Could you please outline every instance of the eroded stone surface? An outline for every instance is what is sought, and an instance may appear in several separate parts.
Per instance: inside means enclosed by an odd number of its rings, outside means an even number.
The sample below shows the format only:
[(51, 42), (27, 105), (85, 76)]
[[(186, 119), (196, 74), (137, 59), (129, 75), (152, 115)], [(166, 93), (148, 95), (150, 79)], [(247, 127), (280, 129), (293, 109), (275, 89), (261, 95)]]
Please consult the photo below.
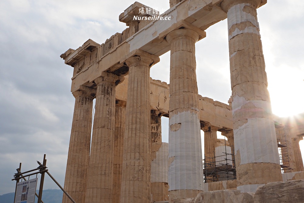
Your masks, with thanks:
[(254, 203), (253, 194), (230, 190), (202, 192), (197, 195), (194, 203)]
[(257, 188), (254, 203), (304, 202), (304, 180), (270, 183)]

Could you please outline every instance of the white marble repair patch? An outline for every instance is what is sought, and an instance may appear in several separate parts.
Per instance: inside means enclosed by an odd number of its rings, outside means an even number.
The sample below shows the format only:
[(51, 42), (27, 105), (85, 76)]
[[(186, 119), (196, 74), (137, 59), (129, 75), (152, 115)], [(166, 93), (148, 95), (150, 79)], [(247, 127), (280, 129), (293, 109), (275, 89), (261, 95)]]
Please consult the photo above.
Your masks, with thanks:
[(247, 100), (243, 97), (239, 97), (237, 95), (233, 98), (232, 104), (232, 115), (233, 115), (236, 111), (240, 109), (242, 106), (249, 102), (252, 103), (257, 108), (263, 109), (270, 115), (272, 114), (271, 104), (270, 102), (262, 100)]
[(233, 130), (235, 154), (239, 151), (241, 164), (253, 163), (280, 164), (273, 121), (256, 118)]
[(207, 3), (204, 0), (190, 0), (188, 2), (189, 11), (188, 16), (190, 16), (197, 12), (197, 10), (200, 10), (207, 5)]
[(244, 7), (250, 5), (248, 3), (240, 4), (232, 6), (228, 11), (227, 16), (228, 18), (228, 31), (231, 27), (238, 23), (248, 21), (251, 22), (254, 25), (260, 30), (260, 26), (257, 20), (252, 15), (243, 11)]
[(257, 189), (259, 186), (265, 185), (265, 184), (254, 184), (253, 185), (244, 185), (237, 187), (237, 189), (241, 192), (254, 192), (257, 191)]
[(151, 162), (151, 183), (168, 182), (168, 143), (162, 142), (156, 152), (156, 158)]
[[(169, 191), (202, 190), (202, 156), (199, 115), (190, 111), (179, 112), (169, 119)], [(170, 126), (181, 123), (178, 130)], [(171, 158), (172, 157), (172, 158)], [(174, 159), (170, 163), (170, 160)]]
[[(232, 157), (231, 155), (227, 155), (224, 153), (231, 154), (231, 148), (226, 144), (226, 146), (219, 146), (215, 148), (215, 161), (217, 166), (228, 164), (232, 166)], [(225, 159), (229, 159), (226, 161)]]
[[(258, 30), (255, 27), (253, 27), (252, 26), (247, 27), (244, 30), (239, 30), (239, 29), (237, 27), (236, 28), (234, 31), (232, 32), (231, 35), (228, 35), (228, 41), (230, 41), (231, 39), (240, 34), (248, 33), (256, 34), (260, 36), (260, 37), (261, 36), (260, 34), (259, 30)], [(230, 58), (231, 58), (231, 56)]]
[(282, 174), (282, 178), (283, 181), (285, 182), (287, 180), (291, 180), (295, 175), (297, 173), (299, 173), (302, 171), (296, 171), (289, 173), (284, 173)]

--

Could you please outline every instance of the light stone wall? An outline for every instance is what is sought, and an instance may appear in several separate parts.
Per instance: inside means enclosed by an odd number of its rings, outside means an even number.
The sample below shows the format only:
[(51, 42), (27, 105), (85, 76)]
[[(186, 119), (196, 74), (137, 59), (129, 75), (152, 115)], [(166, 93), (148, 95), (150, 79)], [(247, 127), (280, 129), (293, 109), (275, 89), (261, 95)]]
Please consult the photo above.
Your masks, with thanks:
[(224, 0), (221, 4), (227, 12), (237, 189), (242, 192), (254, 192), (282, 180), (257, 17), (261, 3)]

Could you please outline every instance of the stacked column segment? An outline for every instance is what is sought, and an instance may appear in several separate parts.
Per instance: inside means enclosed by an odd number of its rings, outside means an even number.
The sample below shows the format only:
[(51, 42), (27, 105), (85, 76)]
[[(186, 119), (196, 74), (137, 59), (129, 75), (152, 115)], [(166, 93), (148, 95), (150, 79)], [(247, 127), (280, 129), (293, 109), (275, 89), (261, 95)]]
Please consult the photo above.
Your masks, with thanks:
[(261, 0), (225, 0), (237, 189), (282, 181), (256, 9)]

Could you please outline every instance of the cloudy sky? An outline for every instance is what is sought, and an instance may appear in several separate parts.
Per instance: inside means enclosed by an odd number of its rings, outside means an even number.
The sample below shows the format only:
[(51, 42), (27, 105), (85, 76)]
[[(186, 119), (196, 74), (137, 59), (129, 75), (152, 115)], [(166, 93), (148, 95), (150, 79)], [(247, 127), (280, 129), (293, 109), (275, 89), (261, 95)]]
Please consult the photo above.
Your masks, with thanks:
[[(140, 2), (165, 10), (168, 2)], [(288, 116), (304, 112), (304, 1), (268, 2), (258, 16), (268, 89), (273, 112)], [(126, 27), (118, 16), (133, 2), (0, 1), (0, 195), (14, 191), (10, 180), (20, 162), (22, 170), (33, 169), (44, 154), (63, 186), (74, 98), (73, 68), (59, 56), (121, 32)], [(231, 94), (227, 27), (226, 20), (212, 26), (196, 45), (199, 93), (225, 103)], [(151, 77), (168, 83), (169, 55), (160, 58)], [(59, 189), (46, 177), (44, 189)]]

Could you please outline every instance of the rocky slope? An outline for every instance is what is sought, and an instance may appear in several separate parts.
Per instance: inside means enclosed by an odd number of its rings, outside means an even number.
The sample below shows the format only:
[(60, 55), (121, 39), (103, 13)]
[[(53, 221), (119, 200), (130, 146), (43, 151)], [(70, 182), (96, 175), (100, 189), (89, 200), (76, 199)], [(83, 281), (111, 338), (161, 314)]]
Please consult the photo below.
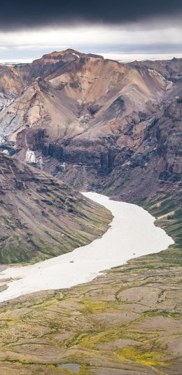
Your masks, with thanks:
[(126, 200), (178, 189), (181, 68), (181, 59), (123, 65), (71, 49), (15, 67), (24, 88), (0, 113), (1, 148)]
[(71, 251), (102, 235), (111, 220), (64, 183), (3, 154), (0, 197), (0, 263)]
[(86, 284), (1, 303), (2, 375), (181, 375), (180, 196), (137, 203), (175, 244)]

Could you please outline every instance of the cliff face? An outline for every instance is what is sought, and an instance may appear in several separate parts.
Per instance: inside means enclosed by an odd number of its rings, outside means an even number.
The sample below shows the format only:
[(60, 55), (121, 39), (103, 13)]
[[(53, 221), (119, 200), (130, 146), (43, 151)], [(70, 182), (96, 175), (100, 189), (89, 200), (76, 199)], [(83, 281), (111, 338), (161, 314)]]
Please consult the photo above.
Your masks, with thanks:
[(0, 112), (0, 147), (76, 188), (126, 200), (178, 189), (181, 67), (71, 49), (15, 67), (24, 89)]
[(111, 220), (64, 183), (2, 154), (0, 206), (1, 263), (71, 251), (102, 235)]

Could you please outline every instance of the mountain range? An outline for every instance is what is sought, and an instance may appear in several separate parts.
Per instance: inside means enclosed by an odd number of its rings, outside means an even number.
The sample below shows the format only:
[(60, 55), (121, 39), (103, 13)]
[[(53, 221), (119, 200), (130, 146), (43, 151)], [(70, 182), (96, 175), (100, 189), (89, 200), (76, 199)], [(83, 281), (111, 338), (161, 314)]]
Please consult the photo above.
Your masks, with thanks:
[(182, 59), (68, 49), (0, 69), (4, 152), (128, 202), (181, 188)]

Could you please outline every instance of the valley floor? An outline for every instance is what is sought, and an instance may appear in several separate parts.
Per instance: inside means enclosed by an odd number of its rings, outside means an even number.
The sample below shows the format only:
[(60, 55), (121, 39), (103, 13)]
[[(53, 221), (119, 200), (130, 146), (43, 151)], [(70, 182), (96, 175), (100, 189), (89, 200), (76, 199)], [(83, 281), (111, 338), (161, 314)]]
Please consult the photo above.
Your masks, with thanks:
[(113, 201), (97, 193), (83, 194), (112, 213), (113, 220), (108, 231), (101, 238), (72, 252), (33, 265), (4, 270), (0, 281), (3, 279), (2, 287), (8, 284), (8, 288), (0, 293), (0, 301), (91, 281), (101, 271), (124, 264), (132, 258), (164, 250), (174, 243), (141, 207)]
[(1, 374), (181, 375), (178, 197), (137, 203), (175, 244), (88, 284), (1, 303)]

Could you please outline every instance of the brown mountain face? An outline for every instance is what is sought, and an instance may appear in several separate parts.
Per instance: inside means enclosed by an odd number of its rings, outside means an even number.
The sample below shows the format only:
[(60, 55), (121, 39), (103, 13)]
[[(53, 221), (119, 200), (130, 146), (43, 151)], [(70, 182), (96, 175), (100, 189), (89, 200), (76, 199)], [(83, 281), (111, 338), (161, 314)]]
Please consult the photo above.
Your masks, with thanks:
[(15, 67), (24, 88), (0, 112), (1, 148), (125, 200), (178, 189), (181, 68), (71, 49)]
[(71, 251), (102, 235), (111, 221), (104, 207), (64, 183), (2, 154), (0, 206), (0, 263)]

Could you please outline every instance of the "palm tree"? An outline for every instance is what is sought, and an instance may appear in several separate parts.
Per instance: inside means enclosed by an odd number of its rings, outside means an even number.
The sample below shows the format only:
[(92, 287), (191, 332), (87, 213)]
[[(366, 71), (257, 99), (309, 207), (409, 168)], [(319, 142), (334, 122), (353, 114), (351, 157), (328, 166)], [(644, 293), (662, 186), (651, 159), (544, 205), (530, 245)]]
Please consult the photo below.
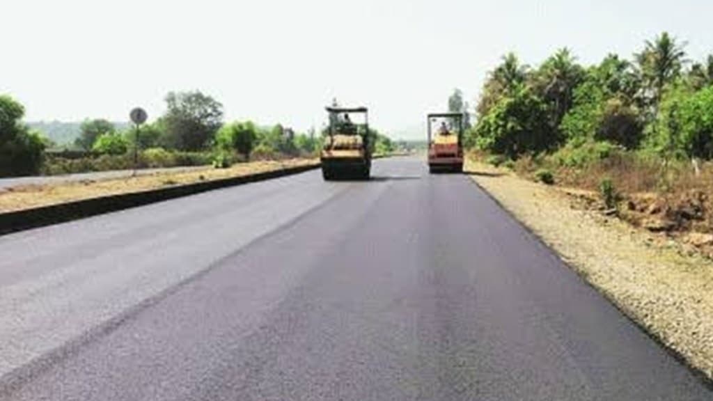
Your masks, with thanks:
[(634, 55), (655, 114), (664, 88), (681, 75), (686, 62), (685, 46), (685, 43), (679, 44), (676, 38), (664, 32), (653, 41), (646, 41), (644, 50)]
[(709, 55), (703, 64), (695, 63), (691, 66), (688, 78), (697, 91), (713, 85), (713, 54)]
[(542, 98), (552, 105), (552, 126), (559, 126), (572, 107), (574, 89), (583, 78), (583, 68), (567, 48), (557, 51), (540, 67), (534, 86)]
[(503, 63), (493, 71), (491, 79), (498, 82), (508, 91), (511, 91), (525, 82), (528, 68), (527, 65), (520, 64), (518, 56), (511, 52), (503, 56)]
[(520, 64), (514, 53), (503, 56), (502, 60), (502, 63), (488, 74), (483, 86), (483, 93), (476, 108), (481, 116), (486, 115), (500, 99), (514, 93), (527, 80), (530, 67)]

→ EXERCISE AIM
Copy out the listing word for word, beginning at the line that contains "Could you please outline every instance of the valley" and stopping after the line that contains "206), (0, 263)]".

→ SOLUTION
Could you please outline every instance of the valley floor? An outline for every instance is what is sought, and an instance may appear in several separate parts.
Per instance: inside means enclosed by an odd number of its rings, outside means an even number.
The sample below shows the format only:
[(60, 55), (121, 39), (103, 13)]
[[(53, 221), (119, 200), (130, 146), (43, 151)], [(70, 182), (96, 175), (100, 189), (89, 200), (76, 199)], [(83, 281), (111, 338), (161, 314)]]
Please consult the photo above.
Your masks, with thanks:
[(113, 201), (97, 193), (83, 194), (112, 213), (113, 220), (108, 231), (101, 238), (72, 252), (33, 265), (4, 270), (0, 281), (3, 279), (2, 287), (8, 284), (8, 288), (0, 293), (0, 301), (91, 281), (101, 271), (124, 264), (132, 258), (164, 250), (174, 243), (141, 207)]
[(1, 374), (181, 375), (178, 197), (137, 203), (175, 244), (88, 284), (1, 303)]

Could you please outline every instance of the brown mountain face? An outline for every instance is what is sought, and an instance may appear in several separate parts.
Per instance: inside means enclosed by an odd number of its rings, outside means an even number.
The sample below shows the format only:
[(60, 55), (121, 39), (103, 13)]
[[(53, 221), (119, 200), (130, 146), (43, 151)], [(70, 182), (96, 175), (100, 189), (89, 200), (76, 199)], [(83, 281), (111, 338), (161, 314)]]
Please consult the photo above.
Your masks, with thanks:
[(15, 67), (24, 88), (0, 112), (1, 148), (125, 200), (178, 189), (181, 68), (71, 49)]
[(71, 251), (102, 235), (111, 221), (104, 207), (64, 183), (2, 154), (0, 206), (0, 263)]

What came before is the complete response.